### STATED TASK
Carry on the pigeon delayed matching-to-sample write-up from the end of its final sentence, keeping its style, without touching the data that follows it.

Therefore, the purpose of the present study was to identify some characteristics of the development and mechanics of DMTS performance. To accomplish this, each subject was exposed to 300 daily sessions (18,000 total trials; 3,600 of each retention interval) under a typical multiple-delay, identity DMTS procedure to allow for retrospective analyses to capture the dynamics of development of DMTS performance generally and under each retention interval specifically.
METHOD
Subjects
Six experimentally naïve White Carneau pigeons (Columba livia), approximately 1 year old, were obtained from Double-T Farms, Glenwood, Iowa, and were maintained at approximately 85% of their free-feeding weights by postsession feeding as needed. The animals were housed in individual cages, in a temperature- and humidity-controlled colony room, with exposure to a 16:8-hr light/dark cycle. Water and grit were available continuously in the birds' home cages. Sessions were conducted 7 days a week at approximately the same time each day.
Apparatus
The experiment was conducted in a sound- and light-attenuating BRS/LVE pigeon operant conditioning chamber with inside dimensions measuring 35 cm high, 30 cm long, and 35 cm deep. One side wall (the intelligence panel) contained a houselight, three horizontally arrayed response keys (2.5 cm in diameter) and a 6-cm by 5-cm opening for access to a solenoid-operated hopper filled with mixed grain. The opening was located 10 cm above the floor directly below the center key. During each feeder operation, the aperture was illuminated, and all other lights in the chamber were extinguished. The center key was horizontally centered on the intelligence panel 25 cm above the floor. The houselight was centered 7 cm above the center key. The two side keys were located 8 cm to the left and right of the center key (middle of center key to middle of side key). Each key could be transilluminated red, green, or white, and a peck with a force of at least 0.15 N counted as a response and was accompanied by a 30-ms feedback tone (2900 Hz) via the operation of a Mallory Sonalert™. To mask extraneous sounds, white noise at approximately 95 dB was present in the room in which sessions were conducted. Scheduling of experimental events and data collection were controlled via a dedicated computer system (Palya & Walter, 1993) operating with a resolution of 1 ms.

### DATA PROVIDED
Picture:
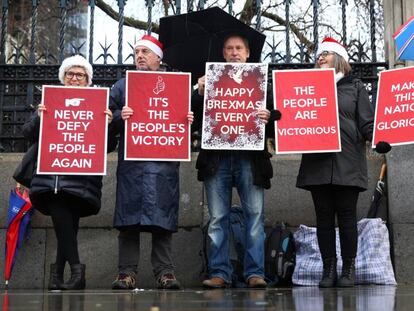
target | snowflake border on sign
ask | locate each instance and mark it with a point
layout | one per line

### EXPECTED OUTPUT
Procedure
Each pigeon was first trained to eat food from the hopper and then trained by shaping (see Catania, 1998) to peck the center key (illuminated white). After the pigeon reliably pecked the center key when it was lit, shaping was employed to induce it to peck the right and left keys (illuminated white). After the pigeon was pecking reliably all three keys when they were lit, trials were arranged in which one of the three keys was illuminated red or green and pecks to the illuminated key resulted in access to grain. Additional shaping was used if necessary, and training trials continued until the pigeon reliably pecked each of the three keys when it was illuminated either red or green.
Matching-to-sample
Subjects were next trained on the matching-to-sample (MTS) task using a simultaneous MTS procedure. Specifically, discrete trials began with the illumination of the houselight and the center (sample) key with either a red or green hue. One response to the sample key illuminated the two side (comparison) keys with matching and nonmatching hues so that sample and comparison keys were illuminated simultaneously. One response to the side key illuminated with the same color as the sample key (i.e., the correct match) turned off the houselight, the sample key, both comparison keys, and raised the food hopper for 3 s followed by a 10-s intertrial interval (ITI). An ITI was employed because previous research has shown that ITIs improve accuracy of pigeon MTS performance (e.g., Thomas, 1979; White, 1985). A response to the nonmatching comparison key (i.e., the incorrect response) turned off all lights in the chamber and initiated a 13-s ITI.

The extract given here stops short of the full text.